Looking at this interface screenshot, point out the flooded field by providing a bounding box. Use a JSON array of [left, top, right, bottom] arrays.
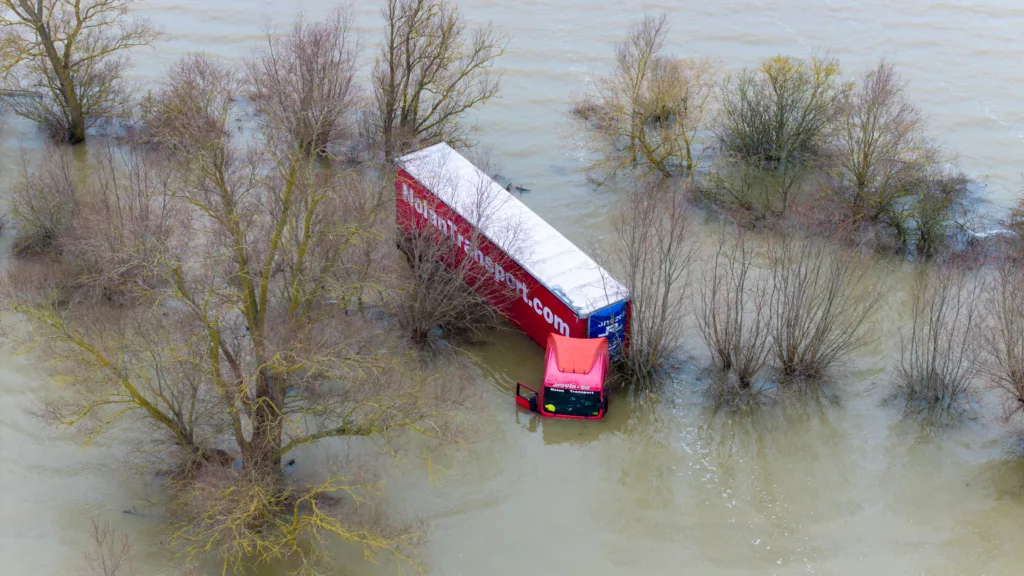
[[0, 0, 1024, 576]]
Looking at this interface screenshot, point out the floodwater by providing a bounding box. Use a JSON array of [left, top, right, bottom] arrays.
[[0, 0, 1024, 576]]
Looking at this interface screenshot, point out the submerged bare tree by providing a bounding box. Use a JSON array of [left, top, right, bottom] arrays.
[[10, 141, 81, 256], [979, 257, 1024, 419], [828, 60, 936, 225], [716, 55, 845, 170], [695, 226, 771, 388], [574, 14, 715, 176], [613, 177, 695, 379], [388, 152, 523, 345], [371, 0, 508, 162], [246, 6, 359, 154], [898, 265, 983, 412], [85, 521, 132, 576], [708, 55, 847, 217], [0, 0, 156, 143], [768, 233, 880, 378], [2, 52, 467, 572]]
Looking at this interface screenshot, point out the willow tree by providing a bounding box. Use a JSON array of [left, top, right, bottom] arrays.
[[5, 52, 466, 571], [372, 0, 508, 161], [0, 0, 156, 143], [711, 55, 849, 217]]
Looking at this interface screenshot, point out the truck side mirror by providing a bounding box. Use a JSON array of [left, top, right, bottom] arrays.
[[515, 382, 538, 412]]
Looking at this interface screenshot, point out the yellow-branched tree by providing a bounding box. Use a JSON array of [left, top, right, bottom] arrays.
[[3, 51, 467, 572]]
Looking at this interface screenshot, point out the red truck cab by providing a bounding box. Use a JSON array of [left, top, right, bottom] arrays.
[[515, 334, 608, 419]]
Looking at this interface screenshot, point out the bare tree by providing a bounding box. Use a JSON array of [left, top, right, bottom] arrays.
[[2, 56, 467, 571], [574, 14, 715, 176], [706, 55, 847, 218], [979, 257, 1024, 419], [390, 154, 523, 345], [10, 142, 82, 256], [827, 60, 964, 252], [371, 0, 508, 162], [768, 233, 880, 378], [716, 55, 845, 170], [695, 224, 771, 389], [613, 178, 695, 379], [246, 6, 359, 154], [0, 0, 156, 143], [85, 521, 131, 576], [898, 265, 983, 413]]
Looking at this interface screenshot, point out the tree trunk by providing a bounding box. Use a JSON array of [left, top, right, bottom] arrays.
[[68, 104, 85, 145], [244, 367, 284, 478]]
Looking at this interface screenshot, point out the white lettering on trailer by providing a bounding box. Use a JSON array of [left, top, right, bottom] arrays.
[[401, 182, 569, 336]]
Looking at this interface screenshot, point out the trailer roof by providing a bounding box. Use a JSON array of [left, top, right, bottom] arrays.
[[398, 142, 629, 318]]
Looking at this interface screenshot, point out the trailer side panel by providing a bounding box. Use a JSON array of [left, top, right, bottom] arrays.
[[395, 169, 589, 347]]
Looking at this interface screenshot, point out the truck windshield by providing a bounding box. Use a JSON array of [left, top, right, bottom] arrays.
[[544, 387, 601, 416]]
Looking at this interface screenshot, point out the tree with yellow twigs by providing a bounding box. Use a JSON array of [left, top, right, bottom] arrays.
[[3, 44, 470, 573], [0, 0, 157, 143]]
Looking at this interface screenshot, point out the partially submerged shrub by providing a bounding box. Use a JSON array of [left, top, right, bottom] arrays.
[[573, 14, 715, 181], [614, 177, 695, 380], [695, 226, 771, 388], [897, 265, 982, 413], [768, 233, 879, 378], [979, 258, 1024, 419], [10, 148, 79, 257]]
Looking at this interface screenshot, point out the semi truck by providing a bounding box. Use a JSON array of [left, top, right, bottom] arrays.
[[395, 142, 630, 417]]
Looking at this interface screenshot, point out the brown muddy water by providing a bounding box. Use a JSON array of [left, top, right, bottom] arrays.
[[0, 0, 1024, 576]]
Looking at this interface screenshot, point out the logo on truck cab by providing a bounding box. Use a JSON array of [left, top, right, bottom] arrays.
[[401, 182, 569, 336]]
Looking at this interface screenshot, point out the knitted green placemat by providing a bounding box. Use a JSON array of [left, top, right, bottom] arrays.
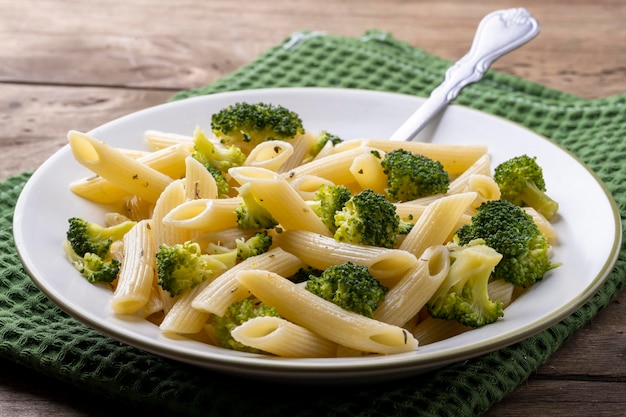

▶ [What is being asked]
Set out the items as a numbered list, skipping blank lines, beginning with the first line of the items and continuing through the line that contains "[[515, 334, 608, 419]]". Leave the pictures out of the list.

▶ [Answer to the problem]
1. Looking at this interface screenshot, point out the flooded field by providing a bounding box. Use a JSON array of [left, top, right, bottom] arrays.
2. [[0, 0, 1024, 576]]
3. Looking at this interface screenshot, point out the floodwater by providing a bounding box. Use a JSON array of [left, top, right, bottom] arrays.
4. [[0, 0, 1024, 576]]
5. Looking at this interface screenshot, point out the submerged bare tree by providing a bounding box. Use a JSON array of [left, top, right, bottom] arrays.
6. [[10, 141, 81, 256], [979, 257, 1024, 419], [828, 60, 936, 225], [716, 55, 845, 170], [695, 226, 771, 388], [574, 14, 715, 176], [613, 177, 695, 379], [388, 152, 523, 345], [371, 0, 508, 162], [246, 6, 359, 154], [898, 265, 983, 412], [85, 521, 132, 576], [708, 55, 847, 217], [0, 0, 156, 143], [768, 233, 880, 378], [2, 52, 467, 572]]
7. Looking at this interface screenshot, point out the willow tree by providing a bounding box. Use a JSON array of [left, top, right, bottom] arrays.
8. [[5, 52, 466, 571], [372, 0, 508, 161], [0, 0, 156, 143], [711, 55, 849, 217]]
9. Looking at this interface screenshot, point out the truck side mirror by providing a bounding box. Use a JSON array of [left, top, right, bottom] arrays.
10. [[515, 382, 538, 412]]
11. Looking at this interface screenshot, point out the yellow-branched tree by providing a bounding box. Use a JSON array of [left, top, right, bottom] arrays.
12. [[3, 51, 467, 572]]
13. Looking at this interface screenshot, point out the red truck cab by providing a bounding box. Use a JSON array of [left, top, right, bottom] arrays.
14. [[515, 334, 608, 419]]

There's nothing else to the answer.